SUPPLIED ENTRIES section start

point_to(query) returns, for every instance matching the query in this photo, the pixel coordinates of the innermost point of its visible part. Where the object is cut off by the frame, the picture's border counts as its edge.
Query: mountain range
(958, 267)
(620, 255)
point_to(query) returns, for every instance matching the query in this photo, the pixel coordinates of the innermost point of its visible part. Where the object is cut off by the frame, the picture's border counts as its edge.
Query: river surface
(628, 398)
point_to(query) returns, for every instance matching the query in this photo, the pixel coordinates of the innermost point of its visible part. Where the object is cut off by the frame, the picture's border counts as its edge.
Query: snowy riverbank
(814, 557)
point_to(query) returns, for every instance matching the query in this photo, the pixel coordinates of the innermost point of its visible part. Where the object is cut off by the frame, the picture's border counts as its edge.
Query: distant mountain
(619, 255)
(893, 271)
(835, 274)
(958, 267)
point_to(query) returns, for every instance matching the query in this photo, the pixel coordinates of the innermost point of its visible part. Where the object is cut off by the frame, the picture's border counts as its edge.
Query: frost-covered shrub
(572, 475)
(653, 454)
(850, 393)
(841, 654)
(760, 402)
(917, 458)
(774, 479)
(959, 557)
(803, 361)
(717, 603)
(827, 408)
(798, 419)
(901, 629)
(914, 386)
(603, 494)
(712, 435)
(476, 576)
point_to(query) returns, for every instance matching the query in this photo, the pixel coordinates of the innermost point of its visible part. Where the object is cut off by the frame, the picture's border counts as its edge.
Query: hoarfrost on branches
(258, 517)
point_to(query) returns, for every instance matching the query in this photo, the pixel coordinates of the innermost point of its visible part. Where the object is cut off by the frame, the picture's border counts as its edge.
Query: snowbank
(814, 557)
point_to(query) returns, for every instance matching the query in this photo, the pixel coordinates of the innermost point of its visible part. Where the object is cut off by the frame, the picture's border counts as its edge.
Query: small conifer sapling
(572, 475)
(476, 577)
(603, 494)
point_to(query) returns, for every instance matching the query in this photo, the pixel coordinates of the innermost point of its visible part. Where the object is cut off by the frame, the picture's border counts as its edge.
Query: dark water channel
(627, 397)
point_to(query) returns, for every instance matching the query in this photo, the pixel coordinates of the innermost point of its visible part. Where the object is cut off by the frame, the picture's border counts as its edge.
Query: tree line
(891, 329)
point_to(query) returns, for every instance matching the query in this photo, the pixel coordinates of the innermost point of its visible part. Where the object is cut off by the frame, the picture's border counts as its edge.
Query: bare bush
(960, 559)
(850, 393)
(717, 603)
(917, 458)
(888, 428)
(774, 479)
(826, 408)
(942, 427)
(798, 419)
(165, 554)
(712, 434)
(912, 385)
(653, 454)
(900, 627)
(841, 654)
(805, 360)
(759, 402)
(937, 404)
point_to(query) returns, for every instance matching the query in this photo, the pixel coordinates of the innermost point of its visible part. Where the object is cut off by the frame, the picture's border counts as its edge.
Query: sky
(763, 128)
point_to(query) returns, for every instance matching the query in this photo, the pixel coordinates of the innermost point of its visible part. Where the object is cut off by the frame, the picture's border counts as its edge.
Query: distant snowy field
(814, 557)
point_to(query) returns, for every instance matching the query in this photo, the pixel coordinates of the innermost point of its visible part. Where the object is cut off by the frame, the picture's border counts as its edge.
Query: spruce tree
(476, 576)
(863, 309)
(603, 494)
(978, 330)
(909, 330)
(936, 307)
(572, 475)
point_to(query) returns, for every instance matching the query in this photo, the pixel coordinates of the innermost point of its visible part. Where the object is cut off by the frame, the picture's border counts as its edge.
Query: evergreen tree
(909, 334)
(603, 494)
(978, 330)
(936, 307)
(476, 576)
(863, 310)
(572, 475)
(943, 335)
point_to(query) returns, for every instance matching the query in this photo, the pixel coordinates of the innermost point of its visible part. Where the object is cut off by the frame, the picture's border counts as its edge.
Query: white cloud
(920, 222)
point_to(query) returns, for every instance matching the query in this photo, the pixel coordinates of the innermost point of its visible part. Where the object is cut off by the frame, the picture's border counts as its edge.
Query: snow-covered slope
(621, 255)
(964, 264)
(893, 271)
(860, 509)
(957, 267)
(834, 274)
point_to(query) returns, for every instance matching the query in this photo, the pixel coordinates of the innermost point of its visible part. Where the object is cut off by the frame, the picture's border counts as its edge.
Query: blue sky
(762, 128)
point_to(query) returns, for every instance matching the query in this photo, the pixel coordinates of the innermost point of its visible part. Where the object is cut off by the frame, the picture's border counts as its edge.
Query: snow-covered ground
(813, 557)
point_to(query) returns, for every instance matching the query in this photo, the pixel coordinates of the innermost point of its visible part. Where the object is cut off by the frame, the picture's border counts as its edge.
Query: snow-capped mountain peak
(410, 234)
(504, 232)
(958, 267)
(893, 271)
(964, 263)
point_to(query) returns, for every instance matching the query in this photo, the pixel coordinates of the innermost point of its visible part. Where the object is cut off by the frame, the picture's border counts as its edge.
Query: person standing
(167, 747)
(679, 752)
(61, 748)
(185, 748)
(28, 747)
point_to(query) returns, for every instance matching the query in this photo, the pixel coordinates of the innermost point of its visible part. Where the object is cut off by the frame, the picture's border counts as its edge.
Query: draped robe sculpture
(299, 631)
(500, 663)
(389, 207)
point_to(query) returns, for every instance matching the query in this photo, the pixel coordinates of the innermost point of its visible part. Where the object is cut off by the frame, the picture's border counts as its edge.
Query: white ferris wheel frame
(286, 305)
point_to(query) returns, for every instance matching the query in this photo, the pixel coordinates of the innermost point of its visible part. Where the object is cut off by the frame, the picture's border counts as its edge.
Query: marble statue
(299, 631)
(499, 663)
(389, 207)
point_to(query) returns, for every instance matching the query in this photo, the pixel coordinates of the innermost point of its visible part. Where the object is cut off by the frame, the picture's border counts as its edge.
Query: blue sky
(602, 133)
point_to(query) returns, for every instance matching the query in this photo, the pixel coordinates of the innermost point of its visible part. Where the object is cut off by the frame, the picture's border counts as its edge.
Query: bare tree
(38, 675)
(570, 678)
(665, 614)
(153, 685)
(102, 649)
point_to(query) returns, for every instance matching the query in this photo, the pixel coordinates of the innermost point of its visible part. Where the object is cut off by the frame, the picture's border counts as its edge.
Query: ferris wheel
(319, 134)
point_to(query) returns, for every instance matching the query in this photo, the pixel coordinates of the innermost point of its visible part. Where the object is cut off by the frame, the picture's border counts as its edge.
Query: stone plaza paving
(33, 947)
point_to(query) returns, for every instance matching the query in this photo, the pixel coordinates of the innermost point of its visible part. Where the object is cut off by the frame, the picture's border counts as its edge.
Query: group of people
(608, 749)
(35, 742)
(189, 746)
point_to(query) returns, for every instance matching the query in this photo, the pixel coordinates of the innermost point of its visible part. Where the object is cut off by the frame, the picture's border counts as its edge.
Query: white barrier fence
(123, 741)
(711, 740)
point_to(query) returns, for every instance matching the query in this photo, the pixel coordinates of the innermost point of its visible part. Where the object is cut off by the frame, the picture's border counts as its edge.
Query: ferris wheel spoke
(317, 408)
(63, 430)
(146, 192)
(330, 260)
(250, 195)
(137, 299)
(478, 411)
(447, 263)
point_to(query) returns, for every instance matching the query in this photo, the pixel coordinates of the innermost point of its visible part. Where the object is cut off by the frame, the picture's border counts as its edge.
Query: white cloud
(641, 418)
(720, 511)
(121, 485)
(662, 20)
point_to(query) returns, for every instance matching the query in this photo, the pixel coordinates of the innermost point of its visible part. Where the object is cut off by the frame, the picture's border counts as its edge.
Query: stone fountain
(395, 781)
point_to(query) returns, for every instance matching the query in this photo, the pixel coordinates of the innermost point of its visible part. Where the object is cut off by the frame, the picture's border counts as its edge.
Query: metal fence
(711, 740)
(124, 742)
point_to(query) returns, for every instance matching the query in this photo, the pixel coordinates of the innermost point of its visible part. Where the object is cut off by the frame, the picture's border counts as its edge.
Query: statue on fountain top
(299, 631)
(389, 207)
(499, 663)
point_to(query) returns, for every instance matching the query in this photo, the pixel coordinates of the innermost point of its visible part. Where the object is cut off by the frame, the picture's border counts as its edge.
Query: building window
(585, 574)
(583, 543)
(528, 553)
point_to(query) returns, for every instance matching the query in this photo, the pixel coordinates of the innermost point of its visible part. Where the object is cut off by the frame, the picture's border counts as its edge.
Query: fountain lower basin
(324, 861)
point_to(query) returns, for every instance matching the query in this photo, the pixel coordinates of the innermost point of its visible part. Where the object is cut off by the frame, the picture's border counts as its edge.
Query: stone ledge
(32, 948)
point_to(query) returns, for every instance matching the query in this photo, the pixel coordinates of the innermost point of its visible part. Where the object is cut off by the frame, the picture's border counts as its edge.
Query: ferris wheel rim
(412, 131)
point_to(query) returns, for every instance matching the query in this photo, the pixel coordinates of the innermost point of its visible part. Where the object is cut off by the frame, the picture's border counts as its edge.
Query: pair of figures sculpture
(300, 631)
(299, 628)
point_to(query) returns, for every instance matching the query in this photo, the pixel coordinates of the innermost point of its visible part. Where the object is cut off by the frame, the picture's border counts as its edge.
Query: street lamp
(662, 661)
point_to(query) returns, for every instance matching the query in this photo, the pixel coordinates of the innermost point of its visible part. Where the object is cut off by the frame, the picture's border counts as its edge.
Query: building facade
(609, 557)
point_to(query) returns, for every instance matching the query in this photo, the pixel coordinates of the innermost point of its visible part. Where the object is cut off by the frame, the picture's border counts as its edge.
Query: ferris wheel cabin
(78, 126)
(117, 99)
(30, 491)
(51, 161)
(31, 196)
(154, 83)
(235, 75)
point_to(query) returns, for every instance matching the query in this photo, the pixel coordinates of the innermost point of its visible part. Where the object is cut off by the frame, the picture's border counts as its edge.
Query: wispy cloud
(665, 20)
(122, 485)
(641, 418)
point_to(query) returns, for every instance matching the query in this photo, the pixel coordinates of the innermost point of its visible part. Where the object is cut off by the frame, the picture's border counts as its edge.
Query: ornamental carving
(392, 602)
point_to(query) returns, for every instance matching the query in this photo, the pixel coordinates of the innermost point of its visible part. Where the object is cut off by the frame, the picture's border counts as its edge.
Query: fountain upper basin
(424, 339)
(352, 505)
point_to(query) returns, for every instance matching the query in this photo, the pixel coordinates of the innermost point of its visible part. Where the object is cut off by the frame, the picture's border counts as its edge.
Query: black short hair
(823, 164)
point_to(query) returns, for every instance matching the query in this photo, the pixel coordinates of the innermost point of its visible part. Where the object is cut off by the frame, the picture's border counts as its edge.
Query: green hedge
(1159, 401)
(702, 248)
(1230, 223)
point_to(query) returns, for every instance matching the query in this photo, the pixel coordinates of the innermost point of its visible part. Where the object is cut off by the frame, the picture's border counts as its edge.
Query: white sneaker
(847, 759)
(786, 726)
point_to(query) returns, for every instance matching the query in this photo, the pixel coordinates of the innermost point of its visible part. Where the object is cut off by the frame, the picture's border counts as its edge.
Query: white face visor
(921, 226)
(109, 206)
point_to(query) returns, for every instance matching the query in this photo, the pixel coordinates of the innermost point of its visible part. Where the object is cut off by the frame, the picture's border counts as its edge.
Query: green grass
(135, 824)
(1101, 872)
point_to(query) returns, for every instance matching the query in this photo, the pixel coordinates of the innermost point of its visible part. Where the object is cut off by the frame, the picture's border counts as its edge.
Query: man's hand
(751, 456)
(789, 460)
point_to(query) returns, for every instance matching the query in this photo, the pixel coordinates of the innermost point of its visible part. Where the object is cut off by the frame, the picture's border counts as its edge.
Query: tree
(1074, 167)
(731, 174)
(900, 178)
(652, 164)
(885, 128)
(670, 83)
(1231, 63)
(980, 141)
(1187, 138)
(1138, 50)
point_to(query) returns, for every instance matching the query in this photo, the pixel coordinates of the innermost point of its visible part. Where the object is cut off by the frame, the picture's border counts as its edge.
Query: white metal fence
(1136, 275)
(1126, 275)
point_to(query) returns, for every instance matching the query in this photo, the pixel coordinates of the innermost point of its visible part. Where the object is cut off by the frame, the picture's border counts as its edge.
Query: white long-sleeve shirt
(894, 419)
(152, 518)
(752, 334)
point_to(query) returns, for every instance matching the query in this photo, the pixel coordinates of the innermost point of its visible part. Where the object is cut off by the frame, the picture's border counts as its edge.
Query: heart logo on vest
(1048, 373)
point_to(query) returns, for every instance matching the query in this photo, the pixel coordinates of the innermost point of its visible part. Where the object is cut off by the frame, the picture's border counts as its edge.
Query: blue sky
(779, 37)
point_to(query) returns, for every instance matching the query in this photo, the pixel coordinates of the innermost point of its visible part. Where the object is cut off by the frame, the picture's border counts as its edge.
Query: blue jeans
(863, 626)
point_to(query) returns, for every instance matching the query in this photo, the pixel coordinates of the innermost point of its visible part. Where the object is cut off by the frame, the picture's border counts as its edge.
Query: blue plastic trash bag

SUPPLIED ENTRIES section end

Every line from the one containing "Query: blue jeans" to the final line of the listing above should be set down exactly, with nothing added.

Query: blue jeans
(863, 626)
point_to(query) returns, for every instance matching the query in this photo, the pixel coordinates of the innermost point of its visible part. Where the object is cut off by the frame, the picture's border counts as its edge.
Query: blue plastic trash bag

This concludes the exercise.